*** PAGE TEXT ***

Where would we be without notions?

People seem to be riddled with notions these days.  What’s that about?  Here are some of the ridiculous notions I’ve had the joy of acquiring during college:

Sarah, did you just enquire about a job?  Have it.
I am employable.
(Notions.)

Study culture, travel, learn, etc.
I am cultured.
(Notions.)

Study linguistics.  It’s the science of language.
I am a scientist.
(Notions.)

Study marketing.
I am going to earn money at some point.
(Notions.)

Do a graphics project.
I am a graphic designer.
(Notions.)

Teach in a Spanish-speaking country, where a teacher is called a ‘profesor’.
I am a professor.
(Notions.)

Build a website.
I am a programmer.
(Notions.)

Write a blog.
I am a writer.
(Notions.)

Study in France.  Eat a croissant.  Go wild.
I am French.
(Notions.)

Write a blog in French.
I am Voltaire.
(Notions.)

*** End of PAGE TEXT ***
*** EXTRACTED ENTRIES ***

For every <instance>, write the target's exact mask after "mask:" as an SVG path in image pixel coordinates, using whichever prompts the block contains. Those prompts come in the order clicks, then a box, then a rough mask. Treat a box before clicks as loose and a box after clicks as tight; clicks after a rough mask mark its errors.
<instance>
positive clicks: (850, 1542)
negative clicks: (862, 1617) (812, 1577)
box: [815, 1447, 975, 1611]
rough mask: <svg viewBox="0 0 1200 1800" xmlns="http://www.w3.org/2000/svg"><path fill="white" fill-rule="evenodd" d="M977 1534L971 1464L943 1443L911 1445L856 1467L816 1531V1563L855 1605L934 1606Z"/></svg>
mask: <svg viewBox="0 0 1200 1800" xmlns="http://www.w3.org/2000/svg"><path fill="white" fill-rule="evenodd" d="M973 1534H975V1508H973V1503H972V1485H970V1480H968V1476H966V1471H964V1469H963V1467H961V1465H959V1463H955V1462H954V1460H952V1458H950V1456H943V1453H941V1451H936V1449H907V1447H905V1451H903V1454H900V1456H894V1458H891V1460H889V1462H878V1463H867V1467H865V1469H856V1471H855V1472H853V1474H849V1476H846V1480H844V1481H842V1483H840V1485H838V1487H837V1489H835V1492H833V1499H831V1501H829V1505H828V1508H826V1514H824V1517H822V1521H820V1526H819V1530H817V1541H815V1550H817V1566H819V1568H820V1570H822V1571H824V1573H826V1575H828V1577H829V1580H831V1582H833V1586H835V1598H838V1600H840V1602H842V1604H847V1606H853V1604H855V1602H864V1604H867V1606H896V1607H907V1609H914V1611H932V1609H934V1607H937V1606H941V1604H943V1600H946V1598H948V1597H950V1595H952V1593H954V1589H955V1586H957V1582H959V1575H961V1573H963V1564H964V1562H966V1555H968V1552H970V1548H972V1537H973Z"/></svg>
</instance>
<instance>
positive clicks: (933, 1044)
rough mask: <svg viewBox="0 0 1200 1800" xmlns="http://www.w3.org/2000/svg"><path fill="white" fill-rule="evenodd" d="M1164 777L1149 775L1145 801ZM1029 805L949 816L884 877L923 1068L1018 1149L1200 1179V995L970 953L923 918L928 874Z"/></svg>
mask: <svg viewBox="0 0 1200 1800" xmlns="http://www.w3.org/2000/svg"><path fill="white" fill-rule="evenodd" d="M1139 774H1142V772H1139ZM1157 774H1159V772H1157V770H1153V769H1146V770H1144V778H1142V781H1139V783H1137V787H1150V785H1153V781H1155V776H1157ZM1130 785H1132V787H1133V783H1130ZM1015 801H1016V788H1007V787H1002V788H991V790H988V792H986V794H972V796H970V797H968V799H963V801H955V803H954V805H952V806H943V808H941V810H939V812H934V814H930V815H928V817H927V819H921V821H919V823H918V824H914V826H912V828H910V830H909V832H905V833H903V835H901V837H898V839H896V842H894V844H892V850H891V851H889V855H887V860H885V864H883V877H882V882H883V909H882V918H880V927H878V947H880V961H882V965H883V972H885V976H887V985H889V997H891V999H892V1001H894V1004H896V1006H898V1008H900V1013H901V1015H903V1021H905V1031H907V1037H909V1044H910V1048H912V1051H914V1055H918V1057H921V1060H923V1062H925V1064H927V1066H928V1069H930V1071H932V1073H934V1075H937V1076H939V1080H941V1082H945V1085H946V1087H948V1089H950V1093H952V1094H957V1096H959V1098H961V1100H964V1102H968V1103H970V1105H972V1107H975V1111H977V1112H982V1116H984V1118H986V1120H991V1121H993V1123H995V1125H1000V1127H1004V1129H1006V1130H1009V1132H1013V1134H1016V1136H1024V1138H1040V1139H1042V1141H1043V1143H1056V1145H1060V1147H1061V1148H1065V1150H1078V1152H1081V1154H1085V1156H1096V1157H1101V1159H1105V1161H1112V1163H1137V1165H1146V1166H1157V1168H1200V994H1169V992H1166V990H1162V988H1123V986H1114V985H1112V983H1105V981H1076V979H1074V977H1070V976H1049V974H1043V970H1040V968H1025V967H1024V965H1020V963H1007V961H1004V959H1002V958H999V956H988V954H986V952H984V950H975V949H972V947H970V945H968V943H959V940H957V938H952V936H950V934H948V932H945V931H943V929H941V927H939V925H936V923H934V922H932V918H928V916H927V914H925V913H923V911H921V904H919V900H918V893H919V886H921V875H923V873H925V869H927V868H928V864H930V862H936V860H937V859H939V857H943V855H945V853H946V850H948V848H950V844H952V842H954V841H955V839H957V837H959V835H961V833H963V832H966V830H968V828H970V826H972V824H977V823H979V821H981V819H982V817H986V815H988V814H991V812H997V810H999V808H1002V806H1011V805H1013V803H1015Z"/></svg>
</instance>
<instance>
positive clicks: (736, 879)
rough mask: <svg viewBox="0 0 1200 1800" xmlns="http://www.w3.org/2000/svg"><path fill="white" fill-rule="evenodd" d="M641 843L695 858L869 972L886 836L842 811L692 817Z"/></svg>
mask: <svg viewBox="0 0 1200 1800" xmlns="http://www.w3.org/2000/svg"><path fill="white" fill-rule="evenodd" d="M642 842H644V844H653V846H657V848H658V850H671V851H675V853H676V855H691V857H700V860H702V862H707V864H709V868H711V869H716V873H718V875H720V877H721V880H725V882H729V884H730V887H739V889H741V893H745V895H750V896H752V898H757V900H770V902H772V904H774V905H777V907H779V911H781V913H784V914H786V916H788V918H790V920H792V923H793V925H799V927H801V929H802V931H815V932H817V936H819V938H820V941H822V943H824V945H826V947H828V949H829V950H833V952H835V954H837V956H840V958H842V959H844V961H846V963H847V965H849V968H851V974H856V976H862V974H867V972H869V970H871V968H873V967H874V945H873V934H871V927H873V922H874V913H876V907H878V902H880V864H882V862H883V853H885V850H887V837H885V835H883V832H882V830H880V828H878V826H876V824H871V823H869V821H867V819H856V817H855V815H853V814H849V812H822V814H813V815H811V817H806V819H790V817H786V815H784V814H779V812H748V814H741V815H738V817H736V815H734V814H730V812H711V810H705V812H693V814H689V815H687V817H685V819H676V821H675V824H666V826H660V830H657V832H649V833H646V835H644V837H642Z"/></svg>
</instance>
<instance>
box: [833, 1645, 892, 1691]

*** End of EXTRACTED ENTRIES ***

§ COMPLETE THE FOLLOWING:
A. Decide whether each statement agrees with the notions post: (i) the writer describes linguistics as the science of language; (ii) writing a blog in French leads to the notion of being Voltaire; (iii) the writer's teaching took place in a French-speaking country. For each, answer yes or no and quote the deciding words.
B. Carry on the notions post from its last line, keeping the same pattern of entries.

§ ANSWERS TO EACH TASK:
A.
(i) Yes: "It’s the science of language."
(ii) Yes: "Write a blog in French." followed by "I am Voltaire."
(iii) No: "Teach in a Spanish-speaking country, where a teacher is called a ‘profesor’."

B.
Do this project on whatever you like.
I am creative.
(Notions.)

Present your amusing thesis data at a conference.
I am hilarious.
(Notions.)

Play midfield there for the college soccer (B) team.
I am sports star.
I am asthmatic.
(Noti- oh.  That’s unfortunate…)

Really though, where would we be without notions?  If it wasn’t for them, sure why would we do anything?  I’m grateful for each and every notion I’ve acquired over the last few years, and I hope I continue to have notions for the foreseeable future.  Sure who knows where your notions could take you?
(Notions.)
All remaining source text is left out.